== What the exercise asks ==
The range to reproduce runs from the line containing "When queried with" through the last line of the listing below; give exactly those lines and no others.

--------------------------------------------------

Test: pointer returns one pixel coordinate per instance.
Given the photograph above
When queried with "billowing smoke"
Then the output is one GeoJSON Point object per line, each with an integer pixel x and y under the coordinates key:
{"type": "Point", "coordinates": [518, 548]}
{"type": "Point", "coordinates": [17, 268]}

--------------------------------------------------

== Your response ==
When queried with "billowing smoke"
Then the output is one GeoJSON Point object per line, each with an integer pixel x and y under the coordinates key:
{"type": "Point", "coordinates": [518, 548]}
{"type": "Point", "coordinates": [17, 268]}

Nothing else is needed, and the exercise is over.